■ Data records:
>>>>>

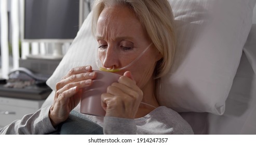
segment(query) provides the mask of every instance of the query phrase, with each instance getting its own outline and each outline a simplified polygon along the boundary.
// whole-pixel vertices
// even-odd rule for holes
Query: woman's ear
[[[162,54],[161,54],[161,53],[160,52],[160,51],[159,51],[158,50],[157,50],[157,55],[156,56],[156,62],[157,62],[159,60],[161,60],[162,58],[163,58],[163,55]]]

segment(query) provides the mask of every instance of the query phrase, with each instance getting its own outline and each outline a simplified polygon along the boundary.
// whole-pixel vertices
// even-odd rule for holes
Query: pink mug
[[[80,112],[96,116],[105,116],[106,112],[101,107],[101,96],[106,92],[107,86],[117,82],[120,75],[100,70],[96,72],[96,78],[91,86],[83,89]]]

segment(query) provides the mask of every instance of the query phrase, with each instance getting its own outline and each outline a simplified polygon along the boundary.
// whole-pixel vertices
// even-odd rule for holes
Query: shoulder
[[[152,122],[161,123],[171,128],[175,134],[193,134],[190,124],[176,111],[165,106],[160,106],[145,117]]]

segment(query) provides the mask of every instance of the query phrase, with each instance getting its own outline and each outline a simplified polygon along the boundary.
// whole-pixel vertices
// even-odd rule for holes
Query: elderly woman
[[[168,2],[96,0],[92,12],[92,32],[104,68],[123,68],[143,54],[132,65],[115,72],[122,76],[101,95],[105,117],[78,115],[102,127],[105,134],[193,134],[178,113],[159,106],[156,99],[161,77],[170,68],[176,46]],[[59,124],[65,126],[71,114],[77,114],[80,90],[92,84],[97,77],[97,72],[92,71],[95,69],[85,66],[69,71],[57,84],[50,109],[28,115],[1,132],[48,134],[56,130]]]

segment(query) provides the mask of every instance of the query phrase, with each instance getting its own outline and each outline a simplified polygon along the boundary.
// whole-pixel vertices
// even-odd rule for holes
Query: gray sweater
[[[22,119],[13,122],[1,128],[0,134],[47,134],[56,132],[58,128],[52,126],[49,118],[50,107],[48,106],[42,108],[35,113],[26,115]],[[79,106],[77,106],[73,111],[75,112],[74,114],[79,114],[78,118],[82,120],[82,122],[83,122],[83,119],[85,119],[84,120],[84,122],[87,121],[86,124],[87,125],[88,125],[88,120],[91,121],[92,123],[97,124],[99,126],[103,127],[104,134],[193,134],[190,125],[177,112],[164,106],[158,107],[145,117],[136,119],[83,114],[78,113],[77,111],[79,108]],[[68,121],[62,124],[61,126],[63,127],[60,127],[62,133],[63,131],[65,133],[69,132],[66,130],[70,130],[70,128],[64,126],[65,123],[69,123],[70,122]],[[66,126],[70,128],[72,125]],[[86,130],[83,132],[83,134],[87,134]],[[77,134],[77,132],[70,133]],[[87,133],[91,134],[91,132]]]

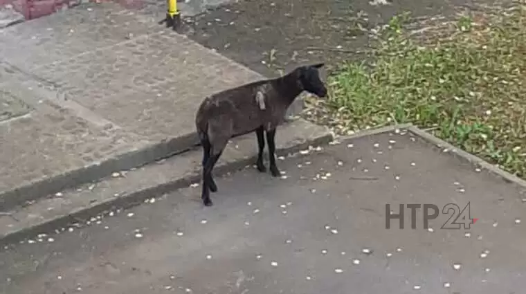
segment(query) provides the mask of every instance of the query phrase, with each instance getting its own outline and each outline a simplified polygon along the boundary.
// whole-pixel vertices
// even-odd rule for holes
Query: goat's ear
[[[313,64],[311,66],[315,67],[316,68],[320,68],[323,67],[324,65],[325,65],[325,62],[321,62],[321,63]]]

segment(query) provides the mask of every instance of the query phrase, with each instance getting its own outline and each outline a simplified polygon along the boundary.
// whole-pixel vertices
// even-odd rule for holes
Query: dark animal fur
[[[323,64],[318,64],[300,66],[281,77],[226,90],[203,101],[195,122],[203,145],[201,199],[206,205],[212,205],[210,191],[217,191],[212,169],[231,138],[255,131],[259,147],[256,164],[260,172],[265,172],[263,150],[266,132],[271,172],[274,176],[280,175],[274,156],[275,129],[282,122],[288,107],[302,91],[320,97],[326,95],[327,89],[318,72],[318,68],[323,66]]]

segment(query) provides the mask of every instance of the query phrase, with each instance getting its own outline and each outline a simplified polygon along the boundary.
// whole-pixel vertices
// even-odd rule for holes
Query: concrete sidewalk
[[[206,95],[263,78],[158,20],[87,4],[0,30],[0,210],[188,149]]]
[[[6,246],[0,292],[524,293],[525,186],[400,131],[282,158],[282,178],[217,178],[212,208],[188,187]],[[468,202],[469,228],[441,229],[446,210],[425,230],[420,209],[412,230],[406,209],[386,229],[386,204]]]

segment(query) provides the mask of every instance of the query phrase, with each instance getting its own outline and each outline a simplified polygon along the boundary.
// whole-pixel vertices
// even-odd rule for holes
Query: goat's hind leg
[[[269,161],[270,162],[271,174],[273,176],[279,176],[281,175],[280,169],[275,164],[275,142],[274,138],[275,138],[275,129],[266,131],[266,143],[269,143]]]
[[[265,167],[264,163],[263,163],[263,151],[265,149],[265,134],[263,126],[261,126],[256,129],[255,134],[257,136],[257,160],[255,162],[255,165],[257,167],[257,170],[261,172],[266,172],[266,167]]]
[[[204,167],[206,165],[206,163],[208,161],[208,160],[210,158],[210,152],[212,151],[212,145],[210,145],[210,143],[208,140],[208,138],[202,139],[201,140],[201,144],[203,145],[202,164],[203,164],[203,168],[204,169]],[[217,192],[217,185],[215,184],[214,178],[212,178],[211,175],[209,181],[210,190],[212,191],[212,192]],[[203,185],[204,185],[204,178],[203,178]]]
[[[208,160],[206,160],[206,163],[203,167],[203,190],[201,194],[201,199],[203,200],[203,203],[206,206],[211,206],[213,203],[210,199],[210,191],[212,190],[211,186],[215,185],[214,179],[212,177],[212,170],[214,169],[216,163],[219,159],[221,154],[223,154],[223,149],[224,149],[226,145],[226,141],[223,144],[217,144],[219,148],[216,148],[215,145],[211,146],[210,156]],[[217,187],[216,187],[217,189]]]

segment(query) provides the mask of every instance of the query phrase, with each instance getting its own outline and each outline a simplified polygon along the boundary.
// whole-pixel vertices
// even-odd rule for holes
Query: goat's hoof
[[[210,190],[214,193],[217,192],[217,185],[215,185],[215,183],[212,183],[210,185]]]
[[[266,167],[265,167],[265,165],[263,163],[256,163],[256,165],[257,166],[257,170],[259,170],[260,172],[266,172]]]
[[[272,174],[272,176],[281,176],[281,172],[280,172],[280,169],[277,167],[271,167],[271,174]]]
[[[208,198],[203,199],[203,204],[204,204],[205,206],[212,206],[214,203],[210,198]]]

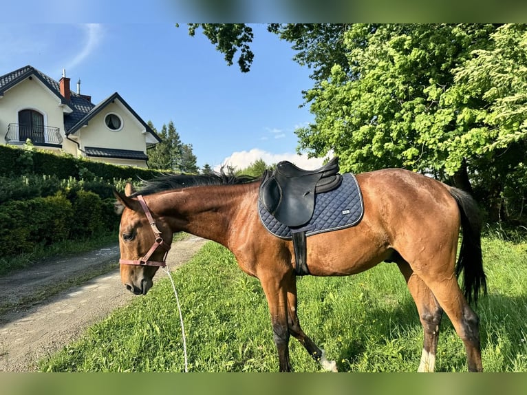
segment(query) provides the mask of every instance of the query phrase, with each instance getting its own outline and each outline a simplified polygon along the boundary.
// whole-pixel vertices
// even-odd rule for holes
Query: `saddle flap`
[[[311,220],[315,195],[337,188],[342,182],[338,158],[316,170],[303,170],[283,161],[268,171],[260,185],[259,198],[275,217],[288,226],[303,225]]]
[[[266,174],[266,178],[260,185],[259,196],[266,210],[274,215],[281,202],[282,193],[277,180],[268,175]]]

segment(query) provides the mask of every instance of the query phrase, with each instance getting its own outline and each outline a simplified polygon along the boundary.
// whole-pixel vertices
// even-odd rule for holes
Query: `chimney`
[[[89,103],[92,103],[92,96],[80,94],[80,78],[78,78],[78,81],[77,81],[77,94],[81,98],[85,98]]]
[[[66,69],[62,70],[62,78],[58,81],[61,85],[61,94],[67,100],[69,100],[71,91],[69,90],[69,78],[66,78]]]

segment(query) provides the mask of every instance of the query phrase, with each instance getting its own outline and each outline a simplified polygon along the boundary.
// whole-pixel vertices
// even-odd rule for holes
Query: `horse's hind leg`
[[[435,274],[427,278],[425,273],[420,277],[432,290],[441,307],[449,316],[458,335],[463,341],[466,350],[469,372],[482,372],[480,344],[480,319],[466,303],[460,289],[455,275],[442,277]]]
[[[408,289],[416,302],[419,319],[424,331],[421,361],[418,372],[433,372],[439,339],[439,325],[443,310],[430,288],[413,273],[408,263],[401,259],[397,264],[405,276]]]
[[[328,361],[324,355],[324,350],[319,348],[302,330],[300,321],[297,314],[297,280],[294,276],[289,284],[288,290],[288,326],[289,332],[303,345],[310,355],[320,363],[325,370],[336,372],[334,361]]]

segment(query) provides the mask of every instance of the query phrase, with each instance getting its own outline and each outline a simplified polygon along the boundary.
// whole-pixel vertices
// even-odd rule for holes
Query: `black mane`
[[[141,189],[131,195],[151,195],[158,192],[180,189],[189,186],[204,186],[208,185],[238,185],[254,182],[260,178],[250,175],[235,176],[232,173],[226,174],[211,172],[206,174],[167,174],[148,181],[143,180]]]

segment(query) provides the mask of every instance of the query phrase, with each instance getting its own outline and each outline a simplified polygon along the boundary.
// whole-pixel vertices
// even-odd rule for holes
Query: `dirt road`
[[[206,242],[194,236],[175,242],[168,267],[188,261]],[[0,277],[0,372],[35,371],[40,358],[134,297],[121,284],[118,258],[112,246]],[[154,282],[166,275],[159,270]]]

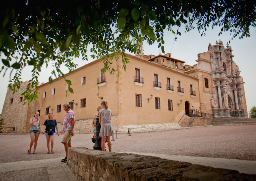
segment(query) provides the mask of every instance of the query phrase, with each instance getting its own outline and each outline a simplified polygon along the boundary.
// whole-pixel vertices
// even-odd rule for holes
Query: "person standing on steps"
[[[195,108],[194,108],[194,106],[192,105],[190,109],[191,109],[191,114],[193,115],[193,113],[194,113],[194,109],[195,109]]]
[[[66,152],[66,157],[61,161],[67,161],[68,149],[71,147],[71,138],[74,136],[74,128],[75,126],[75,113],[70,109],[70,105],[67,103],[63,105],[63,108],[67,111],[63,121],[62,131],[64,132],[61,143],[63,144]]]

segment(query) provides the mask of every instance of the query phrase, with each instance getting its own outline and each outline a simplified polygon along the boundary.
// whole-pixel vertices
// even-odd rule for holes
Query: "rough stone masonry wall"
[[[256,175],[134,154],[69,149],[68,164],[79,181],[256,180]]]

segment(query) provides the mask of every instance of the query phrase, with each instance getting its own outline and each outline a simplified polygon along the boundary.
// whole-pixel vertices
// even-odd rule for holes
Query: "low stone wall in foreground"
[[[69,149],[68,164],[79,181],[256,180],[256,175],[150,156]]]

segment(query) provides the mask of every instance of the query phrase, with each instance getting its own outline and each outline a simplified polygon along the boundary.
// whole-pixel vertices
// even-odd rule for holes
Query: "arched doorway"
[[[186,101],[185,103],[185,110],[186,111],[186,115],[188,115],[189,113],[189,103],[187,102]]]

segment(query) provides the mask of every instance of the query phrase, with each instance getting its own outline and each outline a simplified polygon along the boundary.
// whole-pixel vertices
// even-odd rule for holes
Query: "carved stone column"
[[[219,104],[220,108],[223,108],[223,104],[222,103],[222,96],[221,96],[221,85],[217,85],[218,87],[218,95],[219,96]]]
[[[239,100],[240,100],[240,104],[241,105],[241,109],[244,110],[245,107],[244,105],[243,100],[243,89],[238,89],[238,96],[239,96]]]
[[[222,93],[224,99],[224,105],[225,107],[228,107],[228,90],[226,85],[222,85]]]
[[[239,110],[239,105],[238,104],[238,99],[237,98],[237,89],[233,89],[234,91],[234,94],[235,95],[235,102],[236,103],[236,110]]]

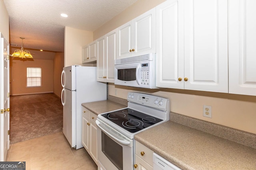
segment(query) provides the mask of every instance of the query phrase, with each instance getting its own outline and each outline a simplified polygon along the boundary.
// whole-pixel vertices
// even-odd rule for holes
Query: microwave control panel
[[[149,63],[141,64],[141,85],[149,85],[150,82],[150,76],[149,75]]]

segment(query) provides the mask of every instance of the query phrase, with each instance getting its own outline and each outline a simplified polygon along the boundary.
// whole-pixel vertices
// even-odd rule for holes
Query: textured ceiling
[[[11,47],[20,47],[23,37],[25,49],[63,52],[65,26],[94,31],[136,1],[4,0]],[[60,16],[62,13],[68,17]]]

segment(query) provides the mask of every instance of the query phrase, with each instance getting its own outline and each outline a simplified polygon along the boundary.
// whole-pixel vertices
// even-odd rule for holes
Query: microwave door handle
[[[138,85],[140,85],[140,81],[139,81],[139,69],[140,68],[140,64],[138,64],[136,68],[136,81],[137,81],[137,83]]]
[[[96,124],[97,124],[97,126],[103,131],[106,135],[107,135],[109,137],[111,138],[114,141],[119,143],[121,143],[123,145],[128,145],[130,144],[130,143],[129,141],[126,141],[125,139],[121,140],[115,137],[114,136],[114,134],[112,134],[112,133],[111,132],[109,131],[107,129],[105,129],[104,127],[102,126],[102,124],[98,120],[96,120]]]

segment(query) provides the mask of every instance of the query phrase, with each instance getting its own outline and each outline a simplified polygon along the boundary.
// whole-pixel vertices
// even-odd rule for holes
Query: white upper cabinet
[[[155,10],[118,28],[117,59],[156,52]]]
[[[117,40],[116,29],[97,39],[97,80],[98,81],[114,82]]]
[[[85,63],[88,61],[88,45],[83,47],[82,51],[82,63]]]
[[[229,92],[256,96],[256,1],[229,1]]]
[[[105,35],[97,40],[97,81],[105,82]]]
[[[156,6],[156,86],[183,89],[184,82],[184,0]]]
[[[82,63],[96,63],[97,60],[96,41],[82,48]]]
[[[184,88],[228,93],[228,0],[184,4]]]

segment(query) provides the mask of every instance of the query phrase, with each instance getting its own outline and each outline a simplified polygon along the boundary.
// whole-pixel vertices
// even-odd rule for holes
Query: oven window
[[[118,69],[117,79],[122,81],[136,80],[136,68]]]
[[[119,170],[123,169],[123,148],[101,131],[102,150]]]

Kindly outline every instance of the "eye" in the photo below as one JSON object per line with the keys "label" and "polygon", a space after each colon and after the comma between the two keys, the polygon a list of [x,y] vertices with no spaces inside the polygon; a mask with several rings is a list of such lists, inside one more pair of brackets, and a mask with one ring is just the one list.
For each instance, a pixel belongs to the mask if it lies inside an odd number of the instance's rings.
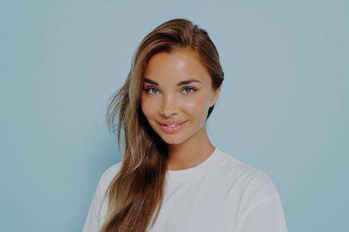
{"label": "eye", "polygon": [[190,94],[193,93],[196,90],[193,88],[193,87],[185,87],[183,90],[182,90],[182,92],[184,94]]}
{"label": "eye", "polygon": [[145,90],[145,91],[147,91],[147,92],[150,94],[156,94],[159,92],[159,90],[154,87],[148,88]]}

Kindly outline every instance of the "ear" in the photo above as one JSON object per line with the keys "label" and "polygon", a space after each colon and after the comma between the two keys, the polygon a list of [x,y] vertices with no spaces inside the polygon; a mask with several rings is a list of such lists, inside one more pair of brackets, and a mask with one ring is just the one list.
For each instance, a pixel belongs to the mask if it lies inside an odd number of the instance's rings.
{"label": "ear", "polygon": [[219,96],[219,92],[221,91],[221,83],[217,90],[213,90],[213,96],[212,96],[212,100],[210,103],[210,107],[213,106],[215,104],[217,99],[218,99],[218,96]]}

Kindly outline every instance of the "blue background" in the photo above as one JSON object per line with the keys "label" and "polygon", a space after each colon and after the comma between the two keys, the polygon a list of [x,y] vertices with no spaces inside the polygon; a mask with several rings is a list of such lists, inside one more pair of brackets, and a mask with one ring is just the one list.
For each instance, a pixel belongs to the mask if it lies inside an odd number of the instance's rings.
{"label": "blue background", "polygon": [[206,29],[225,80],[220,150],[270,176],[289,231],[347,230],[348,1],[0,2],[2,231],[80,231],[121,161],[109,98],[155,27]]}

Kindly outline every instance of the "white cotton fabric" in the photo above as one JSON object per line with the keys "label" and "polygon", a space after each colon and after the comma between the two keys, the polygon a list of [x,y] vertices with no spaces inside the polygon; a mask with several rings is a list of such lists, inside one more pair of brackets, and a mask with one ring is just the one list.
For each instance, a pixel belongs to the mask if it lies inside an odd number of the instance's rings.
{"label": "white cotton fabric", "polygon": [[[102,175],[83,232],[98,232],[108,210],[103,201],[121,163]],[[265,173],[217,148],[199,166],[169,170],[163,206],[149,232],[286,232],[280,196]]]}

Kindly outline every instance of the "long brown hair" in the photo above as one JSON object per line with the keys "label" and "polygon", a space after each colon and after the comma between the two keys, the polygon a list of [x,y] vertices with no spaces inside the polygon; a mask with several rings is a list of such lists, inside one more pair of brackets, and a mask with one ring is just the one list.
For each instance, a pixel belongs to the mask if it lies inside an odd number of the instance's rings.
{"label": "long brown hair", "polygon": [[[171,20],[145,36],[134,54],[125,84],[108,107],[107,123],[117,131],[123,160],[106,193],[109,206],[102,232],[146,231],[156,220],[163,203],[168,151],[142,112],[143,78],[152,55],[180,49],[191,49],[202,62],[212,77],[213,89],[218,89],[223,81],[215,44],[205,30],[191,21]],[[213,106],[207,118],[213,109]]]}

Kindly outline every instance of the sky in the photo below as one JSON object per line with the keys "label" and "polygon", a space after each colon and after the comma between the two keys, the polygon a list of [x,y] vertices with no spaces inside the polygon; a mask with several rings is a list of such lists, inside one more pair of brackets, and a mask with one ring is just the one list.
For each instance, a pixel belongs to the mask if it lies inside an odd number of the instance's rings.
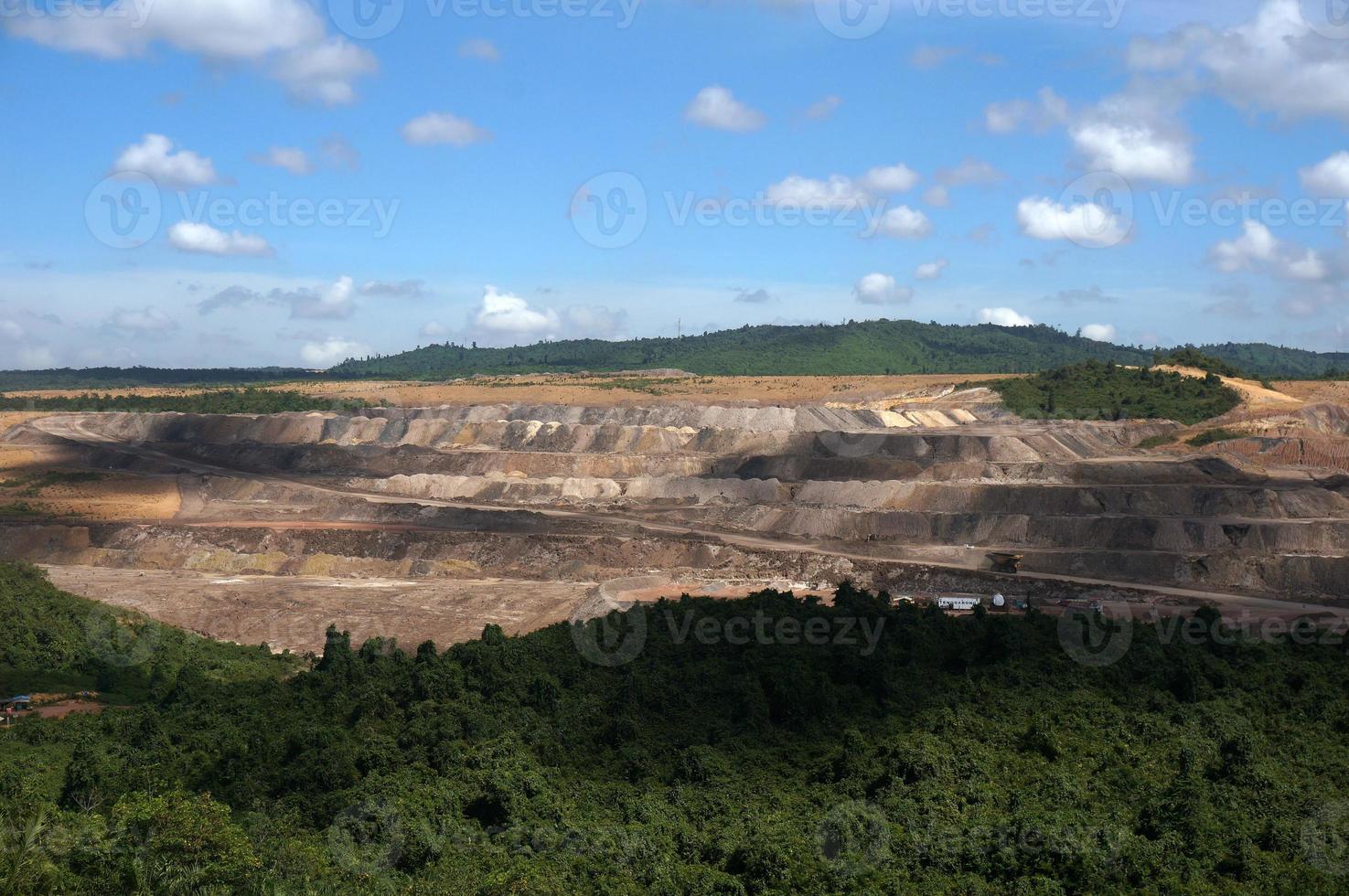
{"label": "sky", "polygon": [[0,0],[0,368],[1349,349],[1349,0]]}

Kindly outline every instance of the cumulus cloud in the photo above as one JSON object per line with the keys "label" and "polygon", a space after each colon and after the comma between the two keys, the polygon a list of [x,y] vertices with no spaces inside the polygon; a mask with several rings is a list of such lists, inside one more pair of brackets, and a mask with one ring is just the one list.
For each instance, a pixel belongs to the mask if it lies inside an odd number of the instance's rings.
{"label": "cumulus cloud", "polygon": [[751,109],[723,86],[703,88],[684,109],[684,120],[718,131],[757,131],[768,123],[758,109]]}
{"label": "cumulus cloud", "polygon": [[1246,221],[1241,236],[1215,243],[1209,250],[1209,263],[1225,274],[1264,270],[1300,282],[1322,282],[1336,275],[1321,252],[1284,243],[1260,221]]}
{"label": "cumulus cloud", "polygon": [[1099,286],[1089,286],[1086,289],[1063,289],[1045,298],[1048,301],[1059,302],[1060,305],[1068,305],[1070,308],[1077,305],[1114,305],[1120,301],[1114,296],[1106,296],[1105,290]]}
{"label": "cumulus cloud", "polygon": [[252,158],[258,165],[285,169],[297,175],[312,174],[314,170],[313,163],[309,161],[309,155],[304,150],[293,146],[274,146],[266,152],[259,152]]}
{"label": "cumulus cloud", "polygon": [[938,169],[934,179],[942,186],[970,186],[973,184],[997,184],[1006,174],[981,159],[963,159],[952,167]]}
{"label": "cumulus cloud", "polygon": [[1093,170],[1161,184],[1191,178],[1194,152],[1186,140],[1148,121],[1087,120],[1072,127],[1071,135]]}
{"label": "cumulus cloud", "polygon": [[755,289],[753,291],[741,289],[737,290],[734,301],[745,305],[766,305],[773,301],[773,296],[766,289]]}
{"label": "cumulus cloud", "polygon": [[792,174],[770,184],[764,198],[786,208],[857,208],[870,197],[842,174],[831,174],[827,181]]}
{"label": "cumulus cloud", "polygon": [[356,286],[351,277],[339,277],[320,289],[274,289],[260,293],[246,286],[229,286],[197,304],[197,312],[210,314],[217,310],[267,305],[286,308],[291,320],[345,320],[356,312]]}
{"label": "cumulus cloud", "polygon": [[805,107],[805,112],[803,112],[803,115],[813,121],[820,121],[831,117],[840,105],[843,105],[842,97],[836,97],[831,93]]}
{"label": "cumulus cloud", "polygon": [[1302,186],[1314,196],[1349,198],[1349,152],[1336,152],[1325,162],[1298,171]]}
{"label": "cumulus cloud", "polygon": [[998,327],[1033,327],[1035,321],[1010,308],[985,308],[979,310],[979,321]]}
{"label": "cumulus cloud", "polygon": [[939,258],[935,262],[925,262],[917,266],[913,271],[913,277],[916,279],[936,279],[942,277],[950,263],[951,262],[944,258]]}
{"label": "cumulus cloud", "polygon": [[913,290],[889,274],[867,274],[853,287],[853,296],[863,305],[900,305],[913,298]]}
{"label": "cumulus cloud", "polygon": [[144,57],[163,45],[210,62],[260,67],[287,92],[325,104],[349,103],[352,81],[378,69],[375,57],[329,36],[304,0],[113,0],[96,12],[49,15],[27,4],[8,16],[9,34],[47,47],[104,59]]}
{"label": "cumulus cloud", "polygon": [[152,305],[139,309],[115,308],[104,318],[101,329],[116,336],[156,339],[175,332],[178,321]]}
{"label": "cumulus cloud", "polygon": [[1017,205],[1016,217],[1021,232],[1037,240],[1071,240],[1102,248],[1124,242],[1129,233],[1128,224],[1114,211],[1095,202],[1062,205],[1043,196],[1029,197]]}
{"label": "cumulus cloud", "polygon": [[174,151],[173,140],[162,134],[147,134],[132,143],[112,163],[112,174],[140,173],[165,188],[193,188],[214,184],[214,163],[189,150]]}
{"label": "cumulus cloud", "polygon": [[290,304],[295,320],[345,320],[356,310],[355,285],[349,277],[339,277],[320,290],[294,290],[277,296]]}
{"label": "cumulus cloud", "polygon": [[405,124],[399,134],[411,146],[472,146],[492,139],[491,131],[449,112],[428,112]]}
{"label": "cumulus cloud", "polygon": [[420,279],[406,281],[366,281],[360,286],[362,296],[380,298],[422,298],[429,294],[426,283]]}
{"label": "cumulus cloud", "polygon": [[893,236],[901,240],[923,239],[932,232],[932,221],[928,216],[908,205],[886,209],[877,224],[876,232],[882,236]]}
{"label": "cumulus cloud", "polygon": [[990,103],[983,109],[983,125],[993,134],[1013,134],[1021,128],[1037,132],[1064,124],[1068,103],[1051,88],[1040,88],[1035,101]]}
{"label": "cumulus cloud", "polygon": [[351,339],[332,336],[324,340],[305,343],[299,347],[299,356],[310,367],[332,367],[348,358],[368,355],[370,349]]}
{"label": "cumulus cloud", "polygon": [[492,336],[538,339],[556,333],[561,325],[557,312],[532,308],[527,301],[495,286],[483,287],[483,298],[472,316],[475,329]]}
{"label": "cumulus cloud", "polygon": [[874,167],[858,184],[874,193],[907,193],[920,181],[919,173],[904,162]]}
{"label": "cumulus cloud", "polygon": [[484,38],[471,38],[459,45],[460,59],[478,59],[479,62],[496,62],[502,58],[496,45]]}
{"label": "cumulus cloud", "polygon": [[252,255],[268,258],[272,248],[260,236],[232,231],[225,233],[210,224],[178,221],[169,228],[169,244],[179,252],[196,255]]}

<<<<<

From the data above, pick out every line containing the string "background" and copy each of those lines in full.

Kindly outline every instance of the "blue background" in the photo above as one JSON object per line with the keys "label" and "polygon", a space after each colon and after the comma between the two keys, the polygon a list of [x,y] vertices with no spaces inside the polygon; a mask with several rings is a list of such lists, inside one more pair of brackets, and a mask with one ring is just the one list.
{"label": "blue background", "polygon": [[206,29],[225,80],[220,150],[270,176],[289,231],[347,230],[348,1],[0,2],[2,231],[80,231],[121,161],[109,98],[155,27]]}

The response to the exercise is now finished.